▶ **Provided passage**
▼
Why I support public education
By Rose Clark
I love public education that is interactive with children such as I experienced as a child and for over fifty years as a parent, volunteer and employee. “Tell me and I forget. Teach me and I remember. Involve me and I learn” said Benjamin Franklin. All children are free and welcome to enter this democratic institution without regard to ability or status. They are free to learn and to question in an arena that has rules and oversight influenced by their parents in PTA meetings and at school board meetings. Students meet others of differing abilities, experiences and status from all over their community and develop deep community roots. This helps prepare students for the big world they will enter as adults. That serves them well for life.
Education enables students explore their world as they read age appropriate books and strive to find their place in it. Math teaches students that there are hard and fast never changing rules that lead to absolute answers they can confidently master. Grammar also teaches that there are hard and fast rules in speaking and writing to be understood by others who are your audience. Science, from biology to astronomy, expands students’ horizons and opens up worlds of reason and deduction. History teaches where our customs and national identity originate. Civics provides students a firm foundation in how our government operates and the tenets of citizenship. This well rounded education prepares the student to enter adult life wherever that may take her/him.
To me this is the purpose of education. These educated young people, choosing to seek higher education in college or trade schools or to seek apprenticeships, with a strong foundation, will strengthen us as a nation. Opportunities not yet realized will open for all of us as these young people take their place in the workforce and lead us to national heights as yet unknown.
▲
▶ **Information shown**
▼
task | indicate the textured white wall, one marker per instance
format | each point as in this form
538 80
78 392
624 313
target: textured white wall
▲
▶ **Brief 1**
Reproduce word for word the part of the essay on public education that opens with "Why I support" and closes with "well for life.".
▶ **Brief 2**
Summarize the essay on public education in two sentences.
▶ **Brief 3**
Extend the essay on public education with a new paragraph that follows on from its final sentence.
The rows were drawn from a separate source and are unrelated to the essay.

▶ **Output 1**
Why I support public education
By Rose Clark
I love public education that is interactive with children such as I experienced as a child and for over fifty years as a parent, volunteer and employee. “Tell me and I forget. Teach me and I remember. Involve me and I learn” said Benjamin Franklin. All children are free and welcome to enter this democratic institution without regard to ability or status. They are free to learn and to question in an arena that has rules and oversight influenced by their parents in PTA meetings and at school board meetings. Students meet others of differing abilities, experiences and status from all over their community and develop deep community roots. This helps prepare students for the big world they will enter as adults. That serves them well for life.

▶ **Output 2**
Public education welcomes all children regardless of ability or status and lets them learn and question under rules that parents help shape. Students meet others from across their community and gain a well-rounded grounding in reading, math, grammar, science, history and civics, which prepares them for adult life and for strengthening the nation as they pursue college, trade schools, apprenticeships and work.

▶ **Output 3**
As has often happened education is having problems today. I fear the idea of each child’s education meeting his/her individual needs is being lost. We concentrate on STEM (science, technology, engineering and math) at the expense of the arts (art, music, literature and writing, drama and dance). Math, with hard and fast rules, undergoes a new math approach often and we wonder why students have difficulty with math concepts. While science is promoted, the inter-action and individual triumphs are not celebrated. Where have the science fairs of old gone? History is seen as problematic because there is too much to cover. Yet Jefferson said something important: “apprising them of the past will enable them to judge of the future.” Grammar has fallen to auto-correct which does not help speaking orally. Do we need cursive writing when we have technology? Without English/literature who will write the future classic novel or celebrated news item? Civics is just beginning to be taught again “We need to know basic civics, our founding documents, how to think critically, and to distinguish the bogus from the truthful.” said Susan Rice, Obama’s national security advisor as quoted in The NYT.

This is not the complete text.